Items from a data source
-------------------------
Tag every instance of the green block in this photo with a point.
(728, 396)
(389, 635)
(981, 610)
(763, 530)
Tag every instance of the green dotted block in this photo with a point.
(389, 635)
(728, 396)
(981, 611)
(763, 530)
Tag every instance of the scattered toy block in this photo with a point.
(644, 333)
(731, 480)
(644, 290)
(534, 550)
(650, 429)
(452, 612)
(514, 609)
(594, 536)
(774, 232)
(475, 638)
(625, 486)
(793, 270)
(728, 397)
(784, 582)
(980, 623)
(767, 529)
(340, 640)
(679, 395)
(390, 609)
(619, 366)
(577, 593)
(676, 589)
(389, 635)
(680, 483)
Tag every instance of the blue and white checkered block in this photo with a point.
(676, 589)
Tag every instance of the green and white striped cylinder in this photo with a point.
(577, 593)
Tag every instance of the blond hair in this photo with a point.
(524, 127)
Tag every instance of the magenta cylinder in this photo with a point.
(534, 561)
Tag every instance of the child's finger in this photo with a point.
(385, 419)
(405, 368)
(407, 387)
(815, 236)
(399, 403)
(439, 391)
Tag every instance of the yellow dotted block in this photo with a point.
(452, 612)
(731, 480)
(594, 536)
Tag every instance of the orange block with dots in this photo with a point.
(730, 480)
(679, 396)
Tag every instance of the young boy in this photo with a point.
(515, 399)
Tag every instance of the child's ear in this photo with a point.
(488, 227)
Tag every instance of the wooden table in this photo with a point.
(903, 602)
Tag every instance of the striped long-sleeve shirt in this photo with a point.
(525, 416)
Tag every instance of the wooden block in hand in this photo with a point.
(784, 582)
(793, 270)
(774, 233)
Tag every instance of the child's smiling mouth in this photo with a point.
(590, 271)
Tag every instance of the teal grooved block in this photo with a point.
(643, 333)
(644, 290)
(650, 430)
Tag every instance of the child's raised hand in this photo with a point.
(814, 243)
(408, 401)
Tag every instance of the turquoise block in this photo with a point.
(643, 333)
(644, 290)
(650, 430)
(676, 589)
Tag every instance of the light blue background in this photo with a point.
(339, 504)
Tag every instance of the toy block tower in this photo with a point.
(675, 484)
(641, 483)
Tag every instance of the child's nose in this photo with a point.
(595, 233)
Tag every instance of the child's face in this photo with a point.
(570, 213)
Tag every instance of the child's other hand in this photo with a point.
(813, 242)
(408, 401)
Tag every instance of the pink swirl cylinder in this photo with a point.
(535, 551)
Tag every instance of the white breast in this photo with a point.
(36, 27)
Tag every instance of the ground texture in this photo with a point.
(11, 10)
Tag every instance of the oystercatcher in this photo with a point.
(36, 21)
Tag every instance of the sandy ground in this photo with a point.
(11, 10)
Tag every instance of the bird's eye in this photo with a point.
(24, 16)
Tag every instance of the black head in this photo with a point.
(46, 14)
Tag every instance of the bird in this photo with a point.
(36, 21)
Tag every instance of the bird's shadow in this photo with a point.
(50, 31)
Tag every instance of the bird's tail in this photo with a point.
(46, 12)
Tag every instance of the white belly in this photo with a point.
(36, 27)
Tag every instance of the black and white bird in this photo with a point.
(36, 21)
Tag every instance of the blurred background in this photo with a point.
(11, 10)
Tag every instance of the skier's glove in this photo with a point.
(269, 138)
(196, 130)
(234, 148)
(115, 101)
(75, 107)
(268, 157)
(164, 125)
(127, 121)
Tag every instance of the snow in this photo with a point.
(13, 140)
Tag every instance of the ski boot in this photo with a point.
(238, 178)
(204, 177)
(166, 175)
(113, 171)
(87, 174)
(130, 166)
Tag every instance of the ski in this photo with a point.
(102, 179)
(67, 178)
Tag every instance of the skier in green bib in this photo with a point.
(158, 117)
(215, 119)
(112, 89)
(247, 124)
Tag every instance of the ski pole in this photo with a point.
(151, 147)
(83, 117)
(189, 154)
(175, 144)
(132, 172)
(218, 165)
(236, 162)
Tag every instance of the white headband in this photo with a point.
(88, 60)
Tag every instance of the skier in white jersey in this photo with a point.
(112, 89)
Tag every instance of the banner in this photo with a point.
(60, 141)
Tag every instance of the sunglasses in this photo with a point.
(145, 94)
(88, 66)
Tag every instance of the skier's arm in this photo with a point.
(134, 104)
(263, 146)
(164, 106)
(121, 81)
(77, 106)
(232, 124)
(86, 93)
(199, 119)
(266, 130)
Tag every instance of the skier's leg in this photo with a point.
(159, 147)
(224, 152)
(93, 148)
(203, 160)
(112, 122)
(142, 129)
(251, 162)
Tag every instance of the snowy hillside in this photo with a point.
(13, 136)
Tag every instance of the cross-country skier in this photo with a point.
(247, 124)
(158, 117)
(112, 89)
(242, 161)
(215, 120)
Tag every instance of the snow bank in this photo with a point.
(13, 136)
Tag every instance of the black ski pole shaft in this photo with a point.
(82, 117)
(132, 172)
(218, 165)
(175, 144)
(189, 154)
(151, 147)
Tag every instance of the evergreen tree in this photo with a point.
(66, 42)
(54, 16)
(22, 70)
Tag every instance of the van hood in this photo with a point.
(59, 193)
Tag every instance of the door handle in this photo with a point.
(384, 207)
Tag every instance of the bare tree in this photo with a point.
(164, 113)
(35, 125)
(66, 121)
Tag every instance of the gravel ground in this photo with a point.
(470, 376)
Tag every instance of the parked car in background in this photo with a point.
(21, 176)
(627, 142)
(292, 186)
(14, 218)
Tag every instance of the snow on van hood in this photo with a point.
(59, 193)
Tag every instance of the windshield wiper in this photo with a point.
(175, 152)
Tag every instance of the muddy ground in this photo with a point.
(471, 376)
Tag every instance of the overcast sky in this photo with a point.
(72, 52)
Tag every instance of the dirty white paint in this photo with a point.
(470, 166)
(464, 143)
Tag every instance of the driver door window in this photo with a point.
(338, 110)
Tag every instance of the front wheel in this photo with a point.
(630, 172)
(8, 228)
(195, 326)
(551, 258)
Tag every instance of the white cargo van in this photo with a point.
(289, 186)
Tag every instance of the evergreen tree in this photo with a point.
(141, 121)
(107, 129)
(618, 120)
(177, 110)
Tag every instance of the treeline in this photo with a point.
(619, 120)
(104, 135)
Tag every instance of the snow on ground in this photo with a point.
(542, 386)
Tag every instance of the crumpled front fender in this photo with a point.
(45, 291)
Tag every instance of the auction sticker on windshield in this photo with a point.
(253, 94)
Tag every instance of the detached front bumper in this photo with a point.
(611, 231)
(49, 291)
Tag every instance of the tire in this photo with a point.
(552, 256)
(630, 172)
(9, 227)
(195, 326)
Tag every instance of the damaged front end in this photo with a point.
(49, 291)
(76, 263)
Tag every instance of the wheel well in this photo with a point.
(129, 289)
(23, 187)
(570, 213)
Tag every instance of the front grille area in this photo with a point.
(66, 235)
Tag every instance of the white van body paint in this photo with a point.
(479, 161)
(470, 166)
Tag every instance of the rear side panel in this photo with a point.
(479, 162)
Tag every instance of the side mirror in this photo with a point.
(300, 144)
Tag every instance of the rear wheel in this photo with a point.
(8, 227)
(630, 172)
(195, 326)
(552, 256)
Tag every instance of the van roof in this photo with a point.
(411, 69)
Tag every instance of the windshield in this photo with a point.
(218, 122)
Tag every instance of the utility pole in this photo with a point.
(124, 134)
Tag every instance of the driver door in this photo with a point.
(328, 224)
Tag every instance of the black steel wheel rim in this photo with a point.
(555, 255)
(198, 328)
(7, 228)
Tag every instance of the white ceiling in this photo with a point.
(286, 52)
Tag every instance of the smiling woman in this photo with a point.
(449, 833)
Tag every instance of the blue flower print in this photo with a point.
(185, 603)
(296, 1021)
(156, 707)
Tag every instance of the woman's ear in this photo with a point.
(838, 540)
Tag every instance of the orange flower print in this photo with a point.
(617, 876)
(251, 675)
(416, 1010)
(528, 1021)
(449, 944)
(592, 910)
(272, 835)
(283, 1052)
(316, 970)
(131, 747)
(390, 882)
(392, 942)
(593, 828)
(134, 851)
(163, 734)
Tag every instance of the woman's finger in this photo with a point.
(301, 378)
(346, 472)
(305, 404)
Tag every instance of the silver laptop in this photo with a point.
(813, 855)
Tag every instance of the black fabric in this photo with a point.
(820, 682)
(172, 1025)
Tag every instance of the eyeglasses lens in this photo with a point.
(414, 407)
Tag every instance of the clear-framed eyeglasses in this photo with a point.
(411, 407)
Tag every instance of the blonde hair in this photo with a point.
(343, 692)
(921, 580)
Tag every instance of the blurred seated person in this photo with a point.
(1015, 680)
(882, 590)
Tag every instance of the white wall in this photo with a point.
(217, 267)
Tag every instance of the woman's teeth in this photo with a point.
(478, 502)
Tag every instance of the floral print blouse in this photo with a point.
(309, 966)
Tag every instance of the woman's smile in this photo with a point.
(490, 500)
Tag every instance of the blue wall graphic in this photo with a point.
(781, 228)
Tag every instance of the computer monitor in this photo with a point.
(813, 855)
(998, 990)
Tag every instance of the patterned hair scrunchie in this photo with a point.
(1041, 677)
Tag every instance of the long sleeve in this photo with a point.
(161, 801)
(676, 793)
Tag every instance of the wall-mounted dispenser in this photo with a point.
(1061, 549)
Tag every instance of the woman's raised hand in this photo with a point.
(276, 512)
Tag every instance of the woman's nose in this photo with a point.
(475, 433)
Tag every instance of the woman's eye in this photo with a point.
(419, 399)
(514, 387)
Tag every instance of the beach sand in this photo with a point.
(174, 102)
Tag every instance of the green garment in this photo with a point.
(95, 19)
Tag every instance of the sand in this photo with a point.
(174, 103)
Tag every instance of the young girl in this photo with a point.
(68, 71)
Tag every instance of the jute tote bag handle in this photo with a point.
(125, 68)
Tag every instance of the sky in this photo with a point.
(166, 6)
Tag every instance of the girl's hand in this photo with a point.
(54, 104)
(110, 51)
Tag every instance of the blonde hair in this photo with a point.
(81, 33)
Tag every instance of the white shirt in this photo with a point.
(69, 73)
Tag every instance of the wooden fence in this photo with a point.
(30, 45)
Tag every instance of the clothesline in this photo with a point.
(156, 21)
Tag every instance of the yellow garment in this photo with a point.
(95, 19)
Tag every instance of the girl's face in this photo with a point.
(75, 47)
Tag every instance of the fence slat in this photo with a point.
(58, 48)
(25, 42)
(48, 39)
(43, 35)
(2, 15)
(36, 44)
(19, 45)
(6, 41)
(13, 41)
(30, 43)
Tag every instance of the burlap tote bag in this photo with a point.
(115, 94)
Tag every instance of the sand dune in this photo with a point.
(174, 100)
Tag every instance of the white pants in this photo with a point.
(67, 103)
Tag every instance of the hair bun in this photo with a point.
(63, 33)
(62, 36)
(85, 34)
-------------------------
* Problem to work on
The output should consist only of the lines from the one with "Tag every instance of the white shirt" through the final line of the records above, exactly.

* Exercise response
Tag every instance of the white shirt in this photo with a point.
(69, 73)
Tag every instance of the wooden fence in this photo with a point.
(30, 45)
Tag every instance of the clothesline in this photo with a point.
(156, 21)
Tag every instance of the yellow garment in this photo with a point.
(95, 19)
Tag every instance of the girl's face in this photo with a point.
(75, 47)
Tag every instance of the fence slat in this photo with a point.
(58, 48)
(25, 42)
(48, 39)
(43, 35)
(2, 15)
(36, 44)
(19, 45)
(6, 41)
(13, 41)
(30, 43)
Tag every instance of the burlap tote bag in this photo with a point.
(115, 94)
Tag every instance of the sand dune in this photo with a point.
(174, 100)
Tag every instance of the white pants in this photo with a point.
(67, 103)
Tag every instance of the hair bun in this photo with a point.
(63, 33)
(62, 36)
(85, 34)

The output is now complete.